Given exercise:
Print every one of the items below word for word, leaving out the pictures.

Position identification records:
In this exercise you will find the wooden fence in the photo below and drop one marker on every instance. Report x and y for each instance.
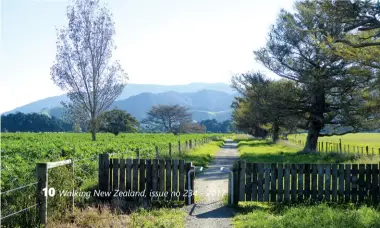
(299, 182)
(160, 179)
(340, 147)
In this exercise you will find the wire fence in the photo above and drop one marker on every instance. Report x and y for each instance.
(9, 211)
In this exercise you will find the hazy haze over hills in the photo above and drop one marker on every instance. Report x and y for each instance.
(205, 100)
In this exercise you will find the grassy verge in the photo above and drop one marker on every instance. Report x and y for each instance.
(286, 152)
(322, 215)
(253, 214)
(104, 217)
(355, 139)
(203, 155)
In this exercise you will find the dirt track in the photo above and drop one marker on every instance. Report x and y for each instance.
(211, 185)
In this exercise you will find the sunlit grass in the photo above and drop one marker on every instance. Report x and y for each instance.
(203, 155)
(355, 139)
(285, 152)
(104, 217)
(305, 216)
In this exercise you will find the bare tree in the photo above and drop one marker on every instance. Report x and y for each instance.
(84, 66)
(167, 117)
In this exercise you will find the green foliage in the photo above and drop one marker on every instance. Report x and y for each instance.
(265, 103)
(21, 151)
(217, 127)
(93, 217)
(167, 118)
(286, 152)
(331, 86)
(117, 121)
(204, 155)
(305, 216)
(372, 140)
(77, 128)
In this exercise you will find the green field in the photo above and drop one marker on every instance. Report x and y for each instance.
(21, 151)
(287, 152)
(253, 214)
(267, 215)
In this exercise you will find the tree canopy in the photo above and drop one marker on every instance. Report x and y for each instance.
(116, 121)
(330, 86)
(167, 117)
(265, 104)
(84, 67)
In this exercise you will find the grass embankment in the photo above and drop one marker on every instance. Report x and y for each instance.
(203, 155)
(253, 214)
(287, 152)
(305, 216)
(156, 216)
(371, 140)
(92, 217)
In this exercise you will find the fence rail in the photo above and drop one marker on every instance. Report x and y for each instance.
(173, 150)
(273, 182)
(340, 147)
(157, 176)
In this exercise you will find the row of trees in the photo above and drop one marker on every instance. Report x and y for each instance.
(326, 53)
(161, 118)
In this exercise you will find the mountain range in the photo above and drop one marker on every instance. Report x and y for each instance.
(205, 100)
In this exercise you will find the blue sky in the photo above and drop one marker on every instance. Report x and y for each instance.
(159, 42)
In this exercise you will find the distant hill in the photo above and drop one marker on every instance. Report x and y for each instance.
(130, 90)
(205, 104)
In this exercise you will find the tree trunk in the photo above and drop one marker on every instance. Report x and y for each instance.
(316, 120)
(312, 138)
(276, 130)
(93, 134)
(93, 129)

Written answer:
In this exercise you will find the wooden fence in the photo below and drop one marker on every instance. Report x and y for each instance.
(299, 182)
(160, 179)
(340, 147)
In this exercise you will find the wire fence in the photo above and drop one marker on every instance. Report x and y for each instance.
(9, 211)
In this exercise you will find the hazy haze over hills in the photo above and drop one marker on every instance. Report x and y for each instance.
(205, 100)
In this exercise you will find the grassy verge in the photo above and drop one marker on every instance. Report x and y for each instance.
(286, 152)
(322, 215)
(253, 214)
(104, 217)
(355, 139)
(203, 155)
In this exercise you will find the dirt track in the photo above and drop one marker on every instance. Report x and y for each instance.
(211, 185)
In this exercise you will find the sunlit grass in the photo above and drop one marker on every instance. Report x and y for each instance.
(203, 155)
(355, 139)
(285, 152)
(104, 217)
(305, 216)
In this exercise you will find the bare tree in the photo above and drop one marker on every instance. Report x and y for each instance.
(84, 66)
(167, 117)
In this exercise you will find the green foliage in the photo above and drop one marker on every instance. Report x and y for each instance.
(265, 103)
(21, 151)
(217, 127)
(93, 217)
(167, 118)
(286, 152)
(331, 86)
(117, 121)
(204, 155)
(305, 216)
(372, 140)
(77, 128)
In this exercise you will find the green field in the photo above and drop one marker on every instance. Report x and y for each instance.
(21, 151)
(287, 152)
(253, 214)
(267, 215)
In this exercise you will find the tree canopy in the photo above and drop one marker on every instance. Report x and y for each instance.
(116, 121)
(330, 86)
(167, 117)
(265, 104)
(84, 67)
In this exercise you will find the grass embankment in the photo above and drop one marker on every instance. Report x and y for each instance.
(203, 155)
(253, 214)
(287, 152)
(305, 216)
(156, 216)
(371, 140)
(92, 217)
In this exercise you will find the fence rail in the photo above and drop one marker on every instance. Report x and y for each instance.
(173, 150)
(273, 182)
(340, 147)
(157, 176)
In this exercise you will find the row of trees in the photo above and drop one marker on every instance. Report x and y for each instance.
(326, 53)
(161, 118)
In this exercise you will find the mountain range in the photo above and drop one marker on every instance. Report x and y for each instance.
(205, 100)
In this exercise you will find the blue sky in the photo above and drop one marker on every instance. Report x and y for each instance.
(159, 42)
In this exercise you will find the distant hill in the photo above and drop one marker on every instance. Report x and y for each instance.
(130, 90)
(205, 104)
In this exercise you will find the tree trunk in the photo above and drop one marker on every instance. Report x and y for each instance.
(316, 120)
(312, 138)
(276, 130)
(93, 134)
(93, 129)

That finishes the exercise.